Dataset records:
>> Begin

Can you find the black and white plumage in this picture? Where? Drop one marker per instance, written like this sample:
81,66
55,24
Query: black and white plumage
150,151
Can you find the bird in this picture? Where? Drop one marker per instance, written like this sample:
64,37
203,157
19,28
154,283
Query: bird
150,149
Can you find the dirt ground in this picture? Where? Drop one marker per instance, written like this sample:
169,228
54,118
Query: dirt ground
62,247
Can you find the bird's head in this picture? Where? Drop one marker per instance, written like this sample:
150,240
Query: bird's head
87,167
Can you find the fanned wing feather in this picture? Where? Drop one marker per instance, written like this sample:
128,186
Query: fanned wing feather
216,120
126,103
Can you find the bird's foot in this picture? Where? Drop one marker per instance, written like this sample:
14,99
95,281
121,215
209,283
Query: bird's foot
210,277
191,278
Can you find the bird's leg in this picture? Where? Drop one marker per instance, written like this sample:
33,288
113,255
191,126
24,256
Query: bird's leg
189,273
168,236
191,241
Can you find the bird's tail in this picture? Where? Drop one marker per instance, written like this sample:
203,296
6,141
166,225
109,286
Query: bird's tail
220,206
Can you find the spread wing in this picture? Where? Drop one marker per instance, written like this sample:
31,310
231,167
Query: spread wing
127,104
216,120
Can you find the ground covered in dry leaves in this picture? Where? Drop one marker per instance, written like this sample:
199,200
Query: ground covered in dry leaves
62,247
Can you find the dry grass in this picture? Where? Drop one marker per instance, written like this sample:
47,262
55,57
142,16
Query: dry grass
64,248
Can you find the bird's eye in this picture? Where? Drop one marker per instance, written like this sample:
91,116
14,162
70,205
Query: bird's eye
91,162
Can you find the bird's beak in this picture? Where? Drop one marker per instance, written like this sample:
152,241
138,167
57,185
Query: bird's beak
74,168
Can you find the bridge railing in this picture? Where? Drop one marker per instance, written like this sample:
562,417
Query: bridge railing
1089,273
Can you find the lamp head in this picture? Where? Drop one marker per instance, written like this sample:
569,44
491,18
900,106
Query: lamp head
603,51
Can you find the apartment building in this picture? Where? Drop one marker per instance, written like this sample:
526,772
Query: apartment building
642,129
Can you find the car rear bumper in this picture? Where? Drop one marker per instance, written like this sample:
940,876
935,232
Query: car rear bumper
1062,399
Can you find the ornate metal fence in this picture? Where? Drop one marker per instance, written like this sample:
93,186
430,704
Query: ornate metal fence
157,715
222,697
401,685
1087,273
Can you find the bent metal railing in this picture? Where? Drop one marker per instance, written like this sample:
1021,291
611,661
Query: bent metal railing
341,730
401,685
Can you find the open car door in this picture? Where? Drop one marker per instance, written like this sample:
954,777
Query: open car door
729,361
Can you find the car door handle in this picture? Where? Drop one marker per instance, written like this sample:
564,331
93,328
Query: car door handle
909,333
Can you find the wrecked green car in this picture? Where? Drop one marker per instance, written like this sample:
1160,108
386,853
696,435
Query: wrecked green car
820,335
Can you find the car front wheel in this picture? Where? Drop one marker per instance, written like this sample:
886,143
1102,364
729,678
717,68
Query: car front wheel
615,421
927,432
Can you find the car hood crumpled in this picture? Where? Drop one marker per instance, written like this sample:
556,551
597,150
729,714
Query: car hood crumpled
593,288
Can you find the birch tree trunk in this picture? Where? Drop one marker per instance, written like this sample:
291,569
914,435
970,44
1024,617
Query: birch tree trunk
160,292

>> End

Directions for this task:
Repeat all of the entries exactly.

Answer to this problem:
Can you find the black and white plumage in this picture? Where? Drop one marker per instance, written like this sample:
81,66
55,24
Query: black and white plumage
150,151
Can you find the bird in this picture? Where? Drop one marker per instance, written like this sample:
64,37
203,157
19,28
154,283
Query: bird
150,149
Can you find the dirt ground in this picture? Where? Drop one marker per instance, written like this sample:
169,228
54,118
Query: dirt ground
62,247
Can you find the bird's head in this picture? Where? Drop one marker per instance, written like this sample:
150,240
Query: bird's head
87,167
Can you find the fanned wing feather in this picture? Where? Drop one marker per instance, written like this sample:
128,186
Query: fanned wing feather
216,120
126,103
Can you find the bird's foot in this picture? Where? Drop one marker per instance, written like this sample:
14,99
95,281
121,215
209,283
Query: bird's foot
210,277
191,278
Can you find the bird's leg in this picture? Where? Drop one marker per instance, written like this sample:
33,288
113,255
191,126
24,256
Query: bird's leg
189,273
168,236
191,241
Can you find the bird's tail in this picture? Where? Drop one marker per instance, written like this sample:
203,296
6,141
166,225
109,286
Query: bird's tail
220,206
Can you find the spread wing in this picture? Where? Drop one marker per instance, written like this sample:
31,310
231,167
Query: spread wing
127,104
216,120
Can you find the ground covered in dry leaves in this picture? Where? Drop one marker per instance, written like this sample:
199,200
Query: ground covered in dry leaves
62,247
Can you find the dry grass in this picture? Where? Drop one marker per instance, written like this sample:
47,262
55,57
142,16
Query: dry grass
64,248
Can you find the bird's eye in this picture? Where? Drop one marker per instance, written like this sample:
91,116
14,162
70,205
Query: bird's eye
91,162
Can you find the bird's beak in this picture? Where? Drop one marker per instance, written like this sample:
152,241
138,167
57,185
Query: bird's beak
74,168
Can you find the bridge railing in this picture? Where? Drop one marker per instance, written like this sample:
562,417
Query: bridge railing
1089,273
Can you find the lamp head in this picture? Where? Drop one marker per instance, written like this sample:
569,44
491,18
900,106
Query: lamp head
603,51
Can you find the apartment building in this picture? Where? Drop one marker per instance, written like this sample:
526,772
Query: apartment building
642,129
Can you find the car rear bumper in this picture? Where? Drop one marker per instance, written like this sample:
940,876
935,232
Query: car rear bumper
1062,399
Can you find the ornate metal fence in this picture? Where? Drop one marker per instance, written like this sample:
93,186
430,704
Query: ornate metal fence
157,715
222,697
401,685
1087,273
Can you find the bent metal railing in this picture? Where? Drop one marker per instance, written like this sample:
1021,291
611,661
Query: bent metal railing
341,730
401,685
Can you find the open car door in this picture? Where? Drop one marker per instance, written like this sample:
954,777
Query: open car door
729,361
Can you find the car door handle in this picture? Where? Drop one marker per instance, written like this sample:
564,331
93,328
Query: car door handle
909,333
Can you find the wrecked green car in this picture? Where? Drop one marker per instance, written like this sample:
1160,108
386,853
696,435
Query: wrecked green car
820,335
Can you find the car front wheel in this picture? Where? Drop one marker per instance, written like this sample:
886,143
1102,364
729,678
717,68
Query: car front wheel
615,421
927,432
Can you find the car hood crumpled in this picture? Where? Drop one marker per instance, written like this sample:
556,551
597,150
729,714
Query: car hood crumpled
593,288
Can you find the birch tree trunk in this picture? Where? Drop one marker per instance, written like this sample:
291,569
914,435
970,44
1024,617
Query: birch tree trunk
160,292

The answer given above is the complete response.